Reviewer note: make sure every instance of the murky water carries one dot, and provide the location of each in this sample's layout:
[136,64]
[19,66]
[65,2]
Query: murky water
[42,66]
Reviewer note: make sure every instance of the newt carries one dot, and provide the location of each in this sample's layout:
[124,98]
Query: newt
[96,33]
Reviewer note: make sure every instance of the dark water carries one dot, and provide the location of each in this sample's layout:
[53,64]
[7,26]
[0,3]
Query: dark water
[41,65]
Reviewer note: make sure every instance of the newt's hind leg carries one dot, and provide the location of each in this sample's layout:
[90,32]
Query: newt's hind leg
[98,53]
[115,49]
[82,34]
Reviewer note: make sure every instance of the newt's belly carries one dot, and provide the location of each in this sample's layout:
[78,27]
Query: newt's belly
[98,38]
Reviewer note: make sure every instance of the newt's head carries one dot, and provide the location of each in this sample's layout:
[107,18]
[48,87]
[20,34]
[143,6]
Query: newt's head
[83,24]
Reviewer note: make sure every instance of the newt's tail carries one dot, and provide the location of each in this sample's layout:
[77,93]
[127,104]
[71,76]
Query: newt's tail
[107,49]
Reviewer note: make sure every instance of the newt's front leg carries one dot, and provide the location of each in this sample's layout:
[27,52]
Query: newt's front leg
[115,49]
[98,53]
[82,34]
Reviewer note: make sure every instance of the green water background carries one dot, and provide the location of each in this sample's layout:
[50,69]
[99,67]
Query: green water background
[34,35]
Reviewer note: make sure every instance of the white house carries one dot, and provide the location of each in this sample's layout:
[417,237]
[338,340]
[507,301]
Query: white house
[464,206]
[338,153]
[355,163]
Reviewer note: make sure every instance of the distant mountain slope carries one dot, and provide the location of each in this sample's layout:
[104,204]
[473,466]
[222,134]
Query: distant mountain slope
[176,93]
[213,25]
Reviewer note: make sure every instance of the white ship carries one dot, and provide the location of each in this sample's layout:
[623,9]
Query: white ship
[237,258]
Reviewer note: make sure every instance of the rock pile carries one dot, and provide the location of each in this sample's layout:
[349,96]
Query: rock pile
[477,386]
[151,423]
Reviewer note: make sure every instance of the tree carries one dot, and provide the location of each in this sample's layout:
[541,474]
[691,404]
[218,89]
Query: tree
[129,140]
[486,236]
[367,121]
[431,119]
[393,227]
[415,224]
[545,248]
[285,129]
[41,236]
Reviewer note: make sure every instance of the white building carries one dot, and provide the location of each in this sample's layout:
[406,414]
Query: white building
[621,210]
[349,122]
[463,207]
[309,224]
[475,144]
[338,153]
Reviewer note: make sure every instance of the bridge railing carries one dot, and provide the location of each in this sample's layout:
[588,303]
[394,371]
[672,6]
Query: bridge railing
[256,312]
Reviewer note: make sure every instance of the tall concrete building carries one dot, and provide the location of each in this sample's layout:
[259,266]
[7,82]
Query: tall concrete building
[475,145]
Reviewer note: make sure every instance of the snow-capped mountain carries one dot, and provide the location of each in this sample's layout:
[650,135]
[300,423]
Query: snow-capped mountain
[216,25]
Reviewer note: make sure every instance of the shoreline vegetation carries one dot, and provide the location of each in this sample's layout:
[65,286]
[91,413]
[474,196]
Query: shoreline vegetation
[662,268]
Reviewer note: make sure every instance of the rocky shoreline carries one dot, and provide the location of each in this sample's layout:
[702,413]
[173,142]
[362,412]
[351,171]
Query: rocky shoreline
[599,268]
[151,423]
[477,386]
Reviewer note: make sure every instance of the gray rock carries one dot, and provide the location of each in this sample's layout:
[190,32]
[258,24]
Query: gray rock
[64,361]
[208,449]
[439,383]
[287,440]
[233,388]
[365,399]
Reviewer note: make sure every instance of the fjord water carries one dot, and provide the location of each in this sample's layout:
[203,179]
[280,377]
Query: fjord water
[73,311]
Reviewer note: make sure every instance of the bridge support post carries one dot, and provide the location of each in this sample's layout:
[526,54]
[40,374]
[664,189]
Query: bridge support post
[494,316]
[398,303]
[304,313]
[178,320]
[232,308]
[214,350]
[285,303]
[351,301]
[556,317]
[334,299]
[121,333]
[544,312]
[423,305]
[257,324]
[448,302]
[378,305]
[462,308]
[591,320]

______

Transcribe every entry exactly as it reads.

Reviewer note: make sure every instance of the murky water carries one dot, and provide the location of each in this sample's layout:
[136,64]
[19,66]
[65,2]
Query: murky water
[42,66]
Reviewer note: make sure every instance of the newt carries one dot, and provide the location of each in this sample's layout:
[124,98]
Query: newt
[96,33]
Reviewer note: make sure every instance of the dark water carries one dot, and provide the location of each in this sample's layout:
[53,64]
[7,26]
[0,3]
Query: dark water
[41,65]
Reviewer note: make sure every instance of the newt's hind leg carries one dot, and provide the location of each in this sample's layout:
[90,32]
Query: newt's hind leg
[98,53]
[115,49]
[82,34]
Reviewer note: make sure every instance of the newt's belly carries one dot, and provide the location of each in this sample's layout:
[78,27]
Query: newt's belly
[98,38]
Reviewer note: make sure every instance of the newt's head carries one dot, and provide the location of each in this sample's layout:
[107,18]
[48,87]
[20,34]
[143,6]
Query: newt's head
[83,24]
Reviewer note: make sure every instance of the newt's tail carries one dot, and provide the location of each in this sample's layout:
[77,93]
[127,104]
[71,76]
Query: newt's tail
[107,49]
Reviewer note: make sure every instance of the newt's front leg carries one dot, and provide the location of each in this sample's layout:
[27,52]
Query: newt's front leg
[115,49]
[98,53]
[82,34]
Reviewer note: make sure every instance of the green water background carries one dot, and provide the location of each in this sample's layout:
[50,69]
[99,67]
Query: green water background
[34,35]
Reviewer note: make sure every instance of the white house carries one dot, and provide the location of each in this sample's layout:
[417,237]
[338,340]
[507,301]
Query: white house
[464,206]
[338,153]
[355,163]
Reviewer note: make sure every instance of the distant mountain slope carries one dot, and provide the location of each in this sample's layout:
[104,204]
[473,466]
[222,134]
Query: distant mountain slope
[176,93]
[213,25]
Reviewer note: make sure every instance of the white ship carries one dot, and provide the location of each in this sample's layout:
[623,9]
Query: white ship
[237,258]
Reviewer note: make sure every instance of the rock pile carries one dot, and provide the location of each in this sample's layout:
[349,96]
Query: rock pile
[477,386]
[151,423]
Reviewer note: make sure every instance of the tree carries one dot, and provide the location of each in this sample's layout:
[541,474]
[691,404]
[218,89]
Query: tree
[129,140]
[486,236]
[367,121]
[431,119]
[393,227]
[415,224]
[545,248]
[285,129]
[41,236]
Reviewer note: make sure every instance of the white building carries one dot, and provide the location of each in this sample's layout:
[406,414]
Query: white building
[621,210]
[349,122]
[463,207]
[309,224]
[475,144]
[338,153]
Reviewer note: make sure every instance of the bridge railing carries one dot, and provide the location of each in this sample's layout:
[588,303]
[394,371]
[672,6]
Query: bridge railing
[256,312]
Reviewer note: make sure every instance of the tall concrete building carries one dot, and provide the location of each in this sample's layout:
[259,266]
[7,82]
Query: tall concrete building
[475,145]
Reviewer note: make sure every instance of the snow-capped mountain carries one dot, and provide the location of each in this sample's layout:
[650,135]
[300,423]
Query: snow-capped mountain
[216,25]
Reviewer note: make sure every instance of the shoreline vegetation carries one dot, and provide the location of each in this sample's layout:
[65,286]
[91,413]
[474,196]
Query: shoreline vegetation
[662,268]
Reviewer note: make sure every instance of the rocky shoreline carries one dot, and provide the location of each in this sample's layout:
[702,413]
[173,142]
[362,412]
[351,171]
Query: rocky shoreline
[599,268]
[151,423]
[477,386]
Reviewer note: make sure every instance of the gray rock carries one dot, and provide the location of each in this sample's layout:
[190,32]
[258,24]
Query: gray rock
[64,361]
[208,449]
[439,383]
[287,440]
[233,388]
[365,399]
Reviewer note: make sure every instance of the fjord water carries one dot, and provide the location of each in this sample's layout:
[203,179]
[280,377]
Query: fjord water
[73,311]
Reviewer note: make sure every instance of the bridge support post carries one dot, and provide the location of each in this sample's layout:
[526,54]
[40,374]
[664,189]
Query: bridge support post
[494,316]
[398,303]
[304,313]
[178,320]
[232,308]
[214,350]
[285,303]
[351,301]
[556,317]
[334,299]
[121,333]
[544,312]
[423,305]
[257,324]
[448,302]
[378,305]
[462,308]
[591,320]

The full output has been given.